Make an exact copy of the entries, and keep any pictures out of it.

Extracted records
________________________________________
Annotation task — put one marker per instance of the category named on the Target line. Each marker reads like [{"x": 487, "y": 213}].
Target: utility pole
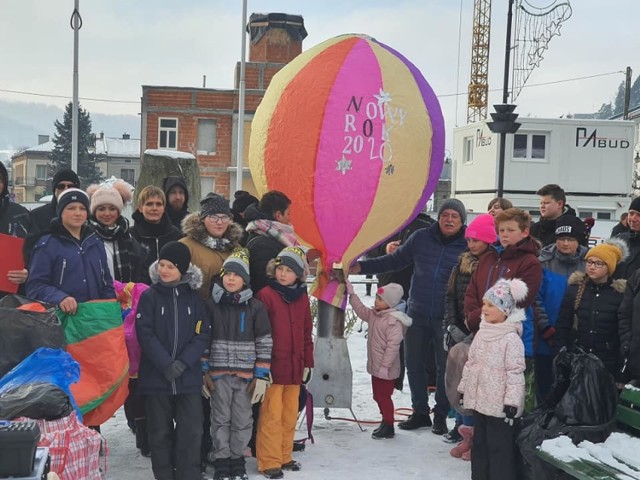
[
  {"x": 627, "y": 94},
  {"x": 76, "y": 25},
  {"x": 504, "y": 120},
  {"x": 240, "y": 147}
]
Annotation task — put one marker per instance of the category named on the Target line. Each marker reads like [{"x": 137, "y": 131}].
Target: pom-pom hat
[
  {"x": 611, "y": 252},
  {"x": 505, "y": 294},
  {"x": 238, "y": 263}
]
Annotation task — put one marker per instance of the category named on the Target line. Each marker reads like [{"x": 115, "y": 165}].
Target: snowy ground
[{"x": 341, "y": 450}]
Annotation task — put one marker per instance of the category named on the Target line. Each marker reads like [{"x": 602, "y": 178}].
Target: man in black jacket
[
  {"x": 14, "y": 220},
  {"x": 175, "y": 190}
]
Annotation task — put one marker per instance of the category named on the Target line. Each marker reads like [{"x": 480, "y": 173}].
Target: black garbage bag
[
  {"x": 23, "y": 331},
  {"x": 581, "y": 405},
  {"x": 35, "y": 400}
]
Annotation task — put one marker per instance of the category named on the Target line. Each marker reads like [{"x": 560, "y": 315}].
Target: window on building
[
  {"x": 168, "y": 133},
  {"x": 530, "y": 146},
  {"x": 207, "y": 136},
  {"x": 128, "y": 175},
  {"x": 42, "y": 172},
  {"x": 467, "y": 150}
]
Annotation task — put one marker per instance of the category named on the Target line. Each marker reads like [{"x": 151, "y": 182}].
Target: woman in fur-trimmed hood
[
  {"x": 211, "y": 236},
  {"x": 589, "y": 316}
]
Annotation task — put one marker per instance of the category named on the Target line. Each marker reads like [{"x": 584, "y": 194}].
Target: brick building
[{"x": 204, "y": 121}]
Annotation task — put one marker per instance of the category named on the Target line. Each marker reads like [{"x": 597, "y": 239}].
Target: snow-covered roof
[
  {"x": 118, "y": 147},
  {"x": 169, "y": 153}
]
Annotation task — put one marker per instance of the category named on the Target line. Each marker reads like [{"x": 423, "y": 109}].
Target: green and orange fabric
[{"x": 95, "y": 339}]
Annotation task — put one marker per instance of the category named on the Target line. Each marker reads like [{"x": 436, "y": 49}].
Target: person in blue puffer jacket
[
  {"x": 433, "y": 252},
  {"x": 69, "y": 265},
  {"x": 173, "y": 326}
]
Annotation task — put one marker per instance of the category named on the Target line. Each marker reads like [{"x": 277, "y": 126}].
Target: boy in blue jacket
[{"x": 174, "y": 328}]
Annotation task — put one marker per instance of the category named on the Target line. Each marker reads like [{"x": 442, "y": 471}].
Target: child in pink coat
[
  {"x": 386, "y": 330},
  {"x": 492, "y": 383}
]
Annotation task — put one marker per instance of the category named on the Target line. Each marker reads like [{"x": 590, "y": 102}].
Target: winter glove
[
  {"x": 174, "y": 370},
  {"x": 349, "y": 287},
  {"x": 510, "y": 413},
  {"x": 208, "y": 386},
  {"x": 257, "y": 388},
  {"x": 307, "y": 373}
]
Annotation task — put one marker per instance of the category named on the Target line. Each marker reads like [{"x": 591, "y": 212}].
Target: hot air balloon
[{"x": 353, "y": 134}]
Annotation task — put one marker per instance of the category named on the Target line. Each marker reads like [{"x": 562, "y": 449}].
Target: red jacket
[
  {"x": 517, "y": 261},
  {"x": 291, "y": 328}
]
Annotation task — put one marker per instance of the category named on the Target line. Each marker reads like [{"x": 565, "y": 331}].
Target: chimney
[{"x": 275, "y": 37}]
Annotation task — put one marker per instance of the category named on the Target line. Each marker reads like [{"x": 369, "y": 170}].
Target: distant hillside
[{"x": 22, "y": 122}]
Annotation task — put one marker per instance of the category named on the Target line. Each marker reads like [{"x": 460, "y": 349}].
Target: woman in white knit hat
[{"x": 123, "y": 251}]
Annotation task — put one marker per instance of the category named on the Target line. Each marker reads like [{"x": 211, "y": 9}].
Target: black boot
[
  {"x": 222, "y": 469},
  {"x": 238, "y": 470},
  {"x": 386, "y": 431},
  {"x": 439, "y": 424},
  {"x": 142, "y": 441},
  {"x": 416, "y": 420}
]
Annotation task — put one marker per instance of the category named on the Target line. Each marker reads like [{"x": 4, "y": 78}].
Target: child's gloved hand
[
  {"x": 174, "y": 370},
  {"x": 510, "y": 414},
  {"x": 257, "y": 388},
  {"x": 349, "y": 287},
  {"x": 307, "y": 373},
  {"x": 208, "y": 386}
]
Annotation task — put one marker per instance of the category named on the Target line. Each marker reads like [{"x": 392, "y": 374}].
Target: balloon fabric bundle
[{"x": 95, "y": 339}]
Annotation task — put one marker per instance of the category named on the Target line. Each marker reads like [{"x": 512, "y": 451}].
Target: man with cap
[
  {"x": 42, "y": 216},
  {"x": 242, "y": 200},
  {"x": 632, "y": 237},
  {"x": 433, "y": 252},
  {"x": 14, "y": 220},
  {"x": 175, "y": 190},
  {"x": 558, "y": 261},
  {"x": 68, "y": 265}
]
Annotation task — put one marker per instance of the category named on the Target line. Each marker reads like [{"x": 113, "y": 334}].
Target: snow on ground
[{"x": 341, "y": 450}]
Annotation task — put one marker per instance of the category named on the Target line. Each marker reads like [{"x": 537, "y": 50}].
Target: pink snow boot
[{"x": 465, "y": 445}]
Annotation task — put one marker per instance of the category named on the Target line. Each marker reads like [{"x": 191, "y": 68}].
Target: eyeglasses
[
  {"x": 566, "y": 240},
  {"x": 219, "y": 218},
  {"x": 595, "y": 263},
  {"x": 64, "y": 186}
]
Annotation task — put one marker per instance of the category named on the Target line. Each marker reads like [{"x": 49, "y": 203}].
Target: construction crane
[{"x": 479, "y": 82}]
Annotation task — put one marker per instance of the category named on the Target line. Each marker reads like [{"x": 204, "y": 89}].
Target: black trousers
[
  {"x": 493, "y": 454},
  {"x": 181, "y": 442}
]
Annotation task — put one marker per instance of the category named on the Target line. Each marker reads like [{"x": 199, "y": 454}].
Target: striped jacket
[{"x": 240, "y": 339}]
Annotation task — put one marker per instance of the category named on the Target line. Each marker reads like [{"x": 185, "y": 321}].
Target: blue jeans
[{"x": 419, "y": 335}]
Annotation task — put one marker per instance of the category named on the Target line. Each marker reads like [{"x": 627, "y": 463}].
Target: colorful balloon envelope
[{"x": 353, "y": 134}]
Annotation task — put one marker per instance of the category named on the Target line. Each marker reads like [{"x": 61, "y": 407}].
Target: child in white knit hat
[
  {"x": 387, "y": 327},
  {"x": 492, "y": 383}
]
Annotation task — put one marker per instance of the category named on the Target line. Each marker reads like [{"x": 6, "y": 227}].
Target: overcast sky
[{"x": 125, "y": 44}]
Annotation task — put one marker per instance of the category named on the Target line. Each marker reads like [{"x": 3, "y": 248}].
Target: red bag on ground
[{"x": 74, "y": 448}]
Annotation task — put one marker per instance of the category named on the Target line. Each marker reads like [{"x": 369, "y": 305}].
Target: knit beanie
[
  {"x": 295, "y": 259},
  {"x": 238, "y": 263},
  {"x": 71, "y": 195},
  {"x": 505, "y": 294},
  {"x": 106, "y": 195},
  {"x": 454, "y": 204},
  {"x": 482, "y": 228},
  {"x": 178, "y": 254},
  {"x": 214, "y": 204},
  {"x": 391, "y": 293},
  {"x": 65, "y": 175},
  {"x": 242, "y": 200},
  {"x": 611, "y": 252}
]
________________________________________
* [Completed task]:
Annotation task — put one marker per instance of the category named on the Target line. Each marker reads like [{"x": 487, "y": 213}].
Target: utility pole
[
  {"x": 627, "y": 94},
  {"x": 76, "y": 25},
  {"x": 504, "y": 120},
  {"x": 240, "y": 147}
]
Annotation task — put one marker per instance of the category named on the Target line. Each marker reads like [{"x": 137, "y": 131}].
Target: pom-pom hat
[
  {"x": 611, "y": 252},
  {"x": 505, "y": 294},
  {"x": 238, "y": 263}
]
Annotation task — put one marker per instance of the category named on the Target line. Each marker reads like [{"x": 115, "y": 165}].
Target: snowy ground
[{"x": 341, "y": 450}]
Annotation task — put one marker per instance of the category named on the Target line. Each marker reads like [{"x": 602, "y": 178}].
Target: man in black jacket
[
  {"x": 14, "y": 220},
  {"x": 175, "y": 190}
]
Annotation task — put one marker per instance of the category named on the Target line. Each marker reads like [{"x": 480, "y": 173}].
Target: black garbage bag
[
  {"x": 23, "y": 331},
  {"x": 581, "y": 405},
  {"x": 35, "y": 400}
]
Annotation task — put one marker per instance of the category named on the Target line. Each marker reads like [{"x": 560, "y": 315}].
Target: window on building
[
  {"x": 168, "y": 133},
  {"x": 530, "y": 146},
  {"x": 207, "y": 136},
  {"x": 128, "y": 175},
  {"x": 42, "y": 172},
  {"x": 467, "y": 150}
]
Annotation task — put one marker per instance of the category named on the Target line. Each marker reads like [{"x": 151, "y": 182}].
Target: woman in fur-trimmed hood
[
  {"x": 211, "y": 236},
  {"x": 589, "y": 316}
]
Annotation task — put one marker per instance of the category named on the Target line. Each marker reads like [{"x": 584, "y": 194}].
Target: brick building
[{"x": 204, "y": 121}]
Annotation task — put one marker per instance of the category named on the Target line. Each marker reads like [{"x": 597, "y": 239}].
Target: snow-covered roof
[
  {"x": 118, "y": 147},
  {"x": 169, "y": 153}
]
Annotation task — put one marker per instance of the category named on the Target line. Each marker reads like [{"x": 423, "y": 109}].
Target: green and orange fabric
[{"x": 95, "y": 339}]
Annotation task — put one marker per instance of the category named on the Target line. Each marker reads like [{"x": 436, "y": 49}].
Target: person in blue puffer jacket
[
  {"x": 433, "y": 252},
  {"x": 69, "y": 265},
  {"x": 173, "y": 326}
]
Annotation task — put one marker per instance of the category named on the Target line. Each marker reads like [{"x": 277, "y": 126}].
Target: boy in blue jacket
[{"x": 174, "y": 328}]
Annotation task — put one marker per instance of the category named on the Target line. Each marker reads like [{"x": 442, "y": 471}].
Target: child in pink coat
[
  {"x": 386, "y": 330},
  {"x": 492, "y": 383}
]
Annotation task — put one marker per instance of the category named on the Target line. Each marker reads like [{"x": 590, "y": 102}].
Target: winter glove
[
  {"x": 174, "y": 370},
  {"x": 349, "y": 287},
  {"x": 510, "y": 413},
  {"x": 208, "y": 386},
  {"x": 257, "y": 388},
  {"x": 307, "y": 373}
]
Annotation task — put one marker per instance of the category named on the Target line. Each marker reads like [{"x": 591, "y": 212}].
Target: hot air balloon
[{"x": 353, "y": 134}]
Annotation task — put one marker per instance of the category named on the Target line. Each marker reads like [{"x": 562, "y": 449}].
Target: red jacket
[
  {"x": 517, "y": 261},
  {"x": 291, "y": 328}
]
Annotation task — put one marker per instance of the category named on the Target line. Each marker reads like [{"x": 565, "y": 331}].
Target: chimney
[{"x": 275, "y": 37}]
Annotation task — put one marker per instance of the category named on the Target line. Each marker reads like [{"x": 369, "y": 170}].
Target: distant hillside
[{"x": 22, "y": 122}]
Annotation task — put one marker per instance of the category named on the Target line. Each marker reads like [{"x": 460, "y": 349}].
Target: woman in white knit hat
[{"x": 123, "y": 251}]
Annotation task — put one marker per instance of the category named on the Target line. Each marker reads like [{"x": 211, "y": 9}].
Target: black boot
[
  {"x": 222, "y": 469},
  {"x": 238, "y": 470},
  {"x": 386, "y": 431},
  {"x": 439, "y": 424},
  {"x": 142, "y": 441},
  {"x": 416, "y": 420}
]
Annotation task — put one marker per instance of the category named on the Target line. Each marker reads like [{"x": 4, "y": 78}].
Target: child's gloved hand
[
  {"x": 174, "y": 370},
  {"x": 510, "y": 414},
  {"x": 257, "y": 388},
  {"x": 349, "y": 287},
  {"x": 307, "y": 373},
  {"x": 208, "y": 386}
]
Annotation task — put one marker per instance of the category named on the Target line. Each marker reads like [{"x": 392, "y": 374}].
Target: balloon fabric bundle
[{"x": 95, "y": 339}]
Annotation task — put one marker per instance of the category named on the Target line. Each marker reads like [{"x": 512, "y": 451}].
Target: man with cap
[
  {"x": 42, "y": 216},
  {"x": 242, "y": 200},
  {"x": 632, "y": 237},
  {"x": 433, "y": 252},
  {"x": 14, "y": 220},
  {"x": 175, "y": 190},
  {"x": 558, "y": 261},
  {"x": 68, "y": 265}
]
Annotation task — put one marker per instance of the category named on the Target line. Each marker reads like [{"x": 113, "y": 334}].
Target: snow on ground
[{"x": 341, "y": 450}]
Annotation task — put one marker per instance of the category named on the Target line. Each marker reads like [{"x": 537, "y": 50}].
Target: pink snow boot
[{"x": 465, "y": 445}]
Annotation task — put one marker per instance of the category named on the Target line. Each marker reads like [{"x": 191, "y": 68}].
Target: eyeglasses
[
  {"x": 566, "y": 240},
  {"x": 219, "y": 218},
  {"x": 595, "y": 263},
  {"x": 64, "y": 186}
]
Annotation task — put one marker per instance of the category named on the Target line. Each marker reads like [{"x": 49, "y": 203}].
Target: construction crane
[{"x": 479, "y": 82}]
Annotation task — put one marker per instance of the category named on the Target line. Each marker reads like [{"x": 204, "y": 89}].
Target: black trousers
[
  {"x": 493, "y": 454},
  {"x": 181, "y": 442}
]
Annotation task — put one marker per instance of the category named on the Target line. Each marker reads like [{"x": 199, "y": 454}].
Target: striped jacket
[{"x": 240, "y": 339}]
Annotation task — put one marker per instance of the category named on the Target line. Each marker reads like [{"x": 185, "y": 321}].
Target: blue jeans
[{"x": 419, "y": 335}]
Annotation task — put one marker per instance of the category named on the Target line. Each marker reads like [{"x": 627, "y": 463}].
Target: colorful balloon envelope
[{"x": 353, "y": 134}]
Annotation task — put one marker per instance of the category named on the Target line. Each marker reads like [{"x": 61, "y": 407}].
Target: child in white knit hat
[
  {"x": 387, "y": 327},
  {"x": 492, "y": 383}
]
Annotation task — put one marker per instance of the category named on the Target line. Each marker reads like [{"x": 6, "y": 227}].
Target: overcast sky
[{"x": 125, "y": 44}]
Annotation task — put one marker per instance of the category named on the Target line. Each marker reads like [{"x": 3, "y": 248}].
Target: red bag on ground
[{"x": 74, "y": 448}]
Annotation task — put one marker per instance of the category named on the Target line. Each marker reads like [{"x": 369, "y": 305}].
Target: knit beanie
[
  {"x": 295, "y": 259},
  {"x": 238, "y": 263},
  {"x": 71, "y": 195},
  {"x": 505, "y": 294},
  {"x": 106, "y": 195},
  {"x": 454, "y": 204},
  {"x": 482, "y": 228},
  {"x": 178, "y": 254},
  {"x": 214, "y": 204},
  {"x": 391, "y": 293},
  {"x": 65, "y": 175},
  {"x": 242, "y": 200},
  {"x": 611, "y": 252}
]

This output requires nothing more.